* **Problem details**: Leave the pictures out and transcribe every record exactly.

* **Given records**:
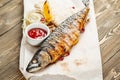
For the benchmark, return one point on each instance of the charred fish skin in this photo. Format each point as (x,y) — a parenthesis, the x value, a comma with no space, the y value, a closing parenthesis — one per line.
(65,36)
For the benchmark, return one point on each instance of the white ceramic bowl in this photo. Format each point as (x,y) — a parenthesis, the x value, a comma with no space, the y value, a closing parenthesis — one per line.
(32,41)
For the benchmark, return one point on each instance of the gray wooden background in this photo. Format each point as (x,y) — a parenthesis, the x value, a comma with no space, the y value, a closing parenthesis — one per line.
(108,22)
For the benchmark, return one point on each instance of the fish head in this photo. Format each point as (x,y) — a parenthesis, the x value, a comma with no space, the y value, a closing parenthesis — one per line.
(39,61)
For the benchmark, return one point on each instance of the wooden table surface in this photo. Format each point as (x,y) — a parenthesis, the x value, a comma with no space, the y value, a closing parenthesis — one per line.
(108,23)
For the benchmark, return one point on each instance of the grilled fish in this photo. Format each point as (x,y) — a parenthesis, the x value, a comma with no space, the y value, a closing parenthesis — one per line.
(60,41)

* **Response**:
For the benchmark, return one point on each instance of the charred fish skin in this photo. Format each point as (x,y) — a parenthesis, the x value, a comma with no space, the y value, a closing parenthesis — one per line.
(65,36)
For the benchmark, return one point on each instance of the white ceramic bowl in this photo. Format each point as (x,y) — a parenthesis, the x value, a comma with no space, the y value, a closing parenthesis — one per line.
(32,41)
For the benchmark, return one point on each instance of the gray wooden background in this photo. Format each point as (x,y) — a parenthesis, the x value, a comma with no space, the y value, a closing parenthesis — one per line.
(108,22)
For the benchmark, return one point on each instance of the fish head in this photo. Format each point as (x,y) — a parenthesis, the x value, a comma with no space, the y value, a closing parenthesis — one per line.
(39,61)
For the benchmark, return one point on each instance of the wooden table surface in this photo. Format each point as (x,y) — a parenthesis, the x value, a comma with no space, the y value, a closing parenthesis — one per line.
(108,23)
For the benchmark, return one point on each instance of the grilled fish in this photo. Format each point as (x,y) — a parenthesis, the x value, a comma with no space, the y value, a closing parenthesis — one per line.
(60,41)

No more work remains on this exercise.